I have read your argument. If I am understanding you correctly, you are claiming that
new-sbjust can be proved with just propositional calculus. I remain unconvinced of this. Further, I believe it is provable that it is not. In this post I wish to explain (1) the proof of this and (2) what goes wrong with the informal argument for
new-sbjust you presented. These might be done in either order. I will show the proof first.
(1) The proof is based, first, on the observation that propositional calculus does not know what the universal quantifier is, and so as far as it is concerned,
A. x ph is just a wff that depends on
x and
ph somehow. So, it would be possible to interpret
A. x ph as any formula we like that depends on
x and
ph. In particular we can interpret it as just
ph. To make this more precise, suppose we have a proof of
new-sbjust just from
ax-mp,
ax-1,
ax-2, ax-3,
df-bi, and df-an. If we replace every instance of
A. X PH -- where
X is an arbitrary setvar expression and
PH is an arbitrary wff expression -- with just
PH, we will still have a valid proof. Or, to specify this in even more detail, every usage of the syntactic axiom
wal will have a
$f hypothesis proving
wff PH. In the list of labels constituting the proof of
new-sbjust, we replace the proof of
wff A. X PH with the proof of
wff PH. The end result of this will be a proof of
|- (
( ( y = t -> ( x = y -> ph ) )
/\ ( z = t -> ( x = z -> ph ) ) ) <->
( ( w = t -> ( x = w -> ph ) )
/\ ( u = t -> ( x = u -> ph ) ) ) )

**RECORD SET:**
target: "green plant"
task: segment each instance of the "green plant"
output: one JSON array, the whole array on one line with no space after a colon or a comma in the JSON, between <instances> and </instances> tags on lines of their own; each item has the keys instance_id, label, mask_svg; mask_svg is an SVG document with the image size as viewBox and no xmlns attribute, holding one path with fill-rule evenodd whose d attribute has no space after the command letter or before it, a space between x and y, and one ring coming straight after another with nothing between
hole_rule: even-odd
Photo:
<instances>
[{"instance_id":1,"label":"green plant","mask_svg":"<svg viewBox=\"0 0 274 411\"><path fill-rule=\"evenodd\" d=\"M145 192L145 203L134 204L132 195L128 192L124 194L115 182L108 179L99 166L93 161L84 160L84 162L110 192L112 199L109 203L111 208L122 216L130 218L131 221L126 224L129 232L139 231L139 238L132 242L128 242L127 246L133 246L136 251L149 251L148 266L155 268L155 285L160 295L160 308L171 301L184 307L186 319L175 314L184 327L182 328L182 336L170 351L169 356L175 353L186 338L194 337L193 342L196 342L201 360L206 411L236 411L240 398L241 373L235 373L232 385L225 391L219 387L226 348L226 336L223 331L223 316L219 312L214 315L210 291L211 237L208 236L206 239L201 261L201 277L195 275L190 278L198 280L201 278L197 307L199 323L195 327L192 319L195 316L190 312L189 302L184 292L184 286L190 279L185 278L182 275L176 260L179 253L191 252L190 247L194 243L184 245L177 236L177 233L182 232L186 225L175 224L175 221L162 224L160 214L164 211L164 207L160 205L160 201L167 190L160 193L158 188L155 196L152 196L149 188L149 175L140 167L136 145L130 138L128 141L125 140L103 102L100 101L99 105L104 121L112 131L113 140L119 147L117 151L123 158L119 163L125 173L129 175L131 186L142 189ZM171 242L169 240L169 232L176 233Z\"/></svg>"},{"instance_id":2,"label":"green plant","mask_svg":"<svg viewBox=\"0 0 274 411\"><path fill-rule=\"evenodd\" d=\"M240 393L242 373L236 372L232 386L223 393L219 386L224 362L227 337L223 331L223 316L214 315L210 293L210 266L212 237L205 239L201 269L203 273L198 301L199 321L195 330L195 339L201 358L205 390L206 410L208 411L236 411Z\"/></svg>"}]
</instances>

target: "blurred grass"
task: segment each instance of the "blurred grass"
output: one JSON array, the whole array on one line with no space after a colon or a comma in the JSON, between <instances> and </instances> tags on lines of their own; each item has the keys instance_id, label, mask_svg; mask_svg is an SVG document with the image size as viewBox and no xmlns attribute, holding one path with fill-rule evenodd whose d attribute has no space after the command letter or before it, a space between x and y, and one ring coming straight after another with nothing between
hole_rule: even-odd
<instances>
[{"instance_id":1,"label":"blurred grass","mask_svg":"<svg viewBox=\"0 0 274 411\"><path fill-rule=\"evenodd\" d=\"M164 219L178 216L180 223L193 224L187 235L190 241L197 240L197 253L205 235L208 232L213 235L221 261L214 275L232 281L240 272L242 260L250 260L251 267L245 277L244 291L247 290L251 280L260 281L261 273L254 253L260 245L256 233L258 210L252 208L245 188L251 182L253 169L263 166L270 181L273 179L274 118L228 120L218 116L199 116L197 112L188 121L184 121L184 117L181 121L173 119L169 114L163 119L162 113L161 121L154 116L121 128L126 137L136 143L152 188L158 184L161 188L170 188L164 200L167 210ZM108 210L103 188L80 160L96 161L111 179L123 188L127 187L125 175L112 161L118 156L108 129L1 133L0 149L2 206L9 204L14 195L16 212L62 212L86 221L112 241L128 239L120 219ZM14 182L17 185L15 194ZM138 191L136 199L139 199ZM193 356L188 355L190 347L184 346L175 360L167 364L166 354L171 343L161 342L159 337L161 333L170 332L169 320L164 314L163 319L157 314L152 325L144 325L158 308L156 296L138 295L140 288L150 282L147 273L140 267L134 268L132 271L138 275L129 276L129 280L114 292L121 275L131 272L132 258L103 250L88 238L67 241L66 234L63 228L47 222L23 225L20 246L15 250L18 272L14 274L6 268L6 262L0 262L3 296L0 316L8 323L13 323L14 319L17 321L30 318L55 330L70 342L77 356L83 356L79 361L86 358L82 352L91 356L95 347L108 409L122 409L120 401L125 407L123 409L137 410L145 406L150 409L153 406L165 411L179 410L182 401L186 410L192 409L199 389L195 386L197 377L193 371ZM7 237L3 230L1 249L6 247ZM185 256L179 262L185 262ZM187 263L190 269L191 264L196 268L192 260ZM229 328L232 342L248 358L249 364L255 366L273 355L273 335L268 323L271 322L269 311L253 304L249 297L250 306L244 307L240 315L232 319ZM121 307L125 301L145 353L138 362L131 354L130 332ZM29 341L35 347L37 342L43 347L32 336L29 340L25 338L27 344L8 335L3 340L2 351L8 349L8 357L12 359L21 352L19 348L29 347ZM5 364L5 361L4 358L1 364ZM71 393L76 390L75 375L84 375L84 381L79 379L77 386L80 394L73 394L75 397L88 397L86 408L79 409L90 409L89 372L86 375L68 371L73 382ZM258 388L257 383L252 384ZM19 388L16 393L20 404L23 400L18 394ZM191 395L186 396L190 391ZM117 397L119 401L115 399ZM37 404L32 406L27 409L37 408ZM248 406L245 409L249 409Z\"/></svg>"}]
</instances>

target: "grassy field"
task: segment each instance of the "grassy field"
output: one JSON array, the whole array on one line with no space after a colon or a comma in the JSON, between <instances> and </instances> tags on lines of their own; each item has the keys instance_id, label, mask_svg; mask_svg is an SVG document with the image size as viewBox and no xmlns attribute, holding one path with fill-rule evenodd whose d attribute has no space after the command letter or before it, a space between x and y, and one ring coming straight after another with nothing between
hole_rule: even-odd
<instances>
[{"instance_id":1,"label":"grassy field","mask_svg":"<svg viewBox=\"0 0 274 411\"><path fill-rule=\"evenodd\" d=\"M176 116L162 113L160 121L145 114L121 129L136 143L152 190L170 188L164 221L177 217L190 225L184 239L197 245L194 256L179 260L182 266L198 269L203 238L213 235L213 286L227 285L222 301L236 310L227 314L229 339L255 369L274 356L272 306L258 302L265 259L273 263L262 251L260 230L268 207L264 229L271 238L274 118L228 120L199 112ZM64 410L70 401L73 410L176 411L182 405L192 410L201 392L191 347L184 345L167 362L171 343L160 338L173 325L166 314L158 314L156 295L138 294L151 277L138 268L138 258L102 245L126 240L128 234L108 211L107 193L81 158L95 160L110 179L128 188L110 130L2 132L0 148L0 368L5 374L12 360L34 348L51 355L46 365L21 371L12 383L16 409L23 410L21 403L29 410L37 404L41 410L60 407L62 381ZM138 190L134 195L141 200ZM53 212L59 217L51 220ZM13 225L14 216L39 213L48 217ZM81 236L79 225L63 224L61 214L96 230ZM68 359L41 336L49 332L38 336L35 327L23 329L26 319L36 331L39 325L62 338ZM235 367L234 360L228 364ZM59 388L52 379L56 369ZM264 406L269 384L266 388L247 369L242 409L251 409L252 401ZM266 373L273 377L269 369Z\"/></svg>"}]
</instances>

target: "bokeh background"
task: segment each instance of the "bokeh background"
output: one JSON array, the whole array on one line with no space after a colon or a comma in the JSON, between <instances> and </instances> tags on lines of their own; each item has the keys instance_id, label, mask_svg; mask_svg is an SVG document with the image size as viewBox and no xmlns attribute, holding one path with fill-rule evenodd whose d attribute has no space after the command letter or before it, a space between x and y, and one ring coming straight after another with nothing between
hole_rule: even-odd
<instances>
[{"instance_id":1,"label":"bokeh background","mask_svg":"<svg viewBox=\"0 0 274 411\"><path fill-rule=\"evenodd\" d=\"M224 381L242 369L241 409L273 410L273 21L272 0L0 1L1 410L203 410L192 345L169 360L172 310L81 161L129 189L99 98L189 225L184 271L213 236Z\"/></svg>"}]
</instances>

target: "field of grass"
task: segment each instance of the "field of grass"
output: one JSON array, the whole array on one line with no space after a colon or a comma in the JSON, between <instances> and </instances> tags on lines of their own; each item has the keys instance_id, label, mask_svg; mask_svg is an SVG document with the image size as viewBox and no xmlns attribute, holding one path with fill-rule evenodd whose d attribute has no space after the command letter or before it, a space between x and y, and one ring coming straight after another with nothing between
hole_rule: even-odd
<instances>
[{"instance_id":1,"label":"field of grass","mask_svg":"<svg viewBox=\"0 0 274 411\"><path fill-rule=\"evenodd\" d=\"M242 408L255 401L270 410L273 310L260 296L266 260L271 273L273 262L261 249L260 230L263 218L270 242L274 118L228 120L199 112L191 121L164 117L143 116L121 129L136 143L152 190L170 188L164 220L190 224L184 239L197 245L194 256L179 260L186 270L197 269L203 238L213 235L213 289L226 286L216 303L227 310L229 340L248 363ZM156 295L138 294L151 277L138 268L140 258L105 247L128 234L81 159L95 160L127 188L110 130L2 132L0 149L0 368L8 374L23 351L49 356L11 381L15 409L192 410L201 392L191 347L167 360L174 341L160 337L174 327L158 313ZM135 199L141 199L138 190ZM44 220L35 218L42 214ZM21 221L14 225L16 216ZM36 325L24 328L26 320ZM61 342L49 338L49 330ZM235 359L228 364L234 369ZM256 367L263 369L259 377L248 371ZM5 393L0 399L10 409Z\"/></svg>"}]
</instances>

**SET TASKS:**
1. Reproduce the whole post about proving new-sbjust with propositional calculus, word for word.
2. Pull out every line of the rows that contains the string "bokeh".

**SOLUTION LIST:**
1.
I have read your argument. If I am understanding you correctly, you are claiming that
new-sbjust can be proved with just propositional calculus. I remain unconvinced of this. Further, I believe it is provable that it is not. In this post I wish to explain (1) the proof of this and (2) what goes wrong with the informal argument for
new-sbjust you presented. These might be done in either order. I will show the proof first.
(1) The proof is based, first, on the observation that propositional calculus does not know what the universal quantifier is, and so as far as it is concerned,
A. x ph is just a wff that depends on
x and
ph somehow. So, it would be possible to interpret
A. x ph as any formula we like that depends on
x and
ph. In particular we can interpret it as just
ph. To make this more precise, suppose we have a proof of
new-sbjust just from
ax-mp,
ax-1,
ax-2, ax-3,
df-bi, and df-an. If we replace every instance of
A. X PH -- where
X is an arbitrary setvar expression and
PH is an arbitrary wff expression -- with just
PH, we will still have a valid proof. Or, to specify this in even more detail, every usage of the syntactic axiom
wal will have a
$f hypothesis proving
wff PH. In the list of labels constituting the proof of
new-sbjust, we replace the proof of
wff A. X PH with the proof of
wff PH. The end result of this will be a proof of
|- (
( ( y = t -> ( x = y -> ph ) )
/\ ( z = t -> ( x = z -> ph ) ) ) <->
( ( w = t -> ( x = w -> ph ) )
/\ ( u = t -> ( x = u -> ph ) ) ) )

2.
target: "bokeh background"
task: segment each instance of the "bokeh background"
[{"instance_id":1,"label":"bokeh background","mask_svg":"<svg viewBox=\"0 0 274 411\"><path fill-rule=\"evenodd\" d=\"M224 381L242 369L241 409L273 410L273 21L272 0L0 1L1 410L203 410L192 345L169 360L172 310L81 161L129 189L99 98L189 225L184 271L213 236Z\"/></svg>"}]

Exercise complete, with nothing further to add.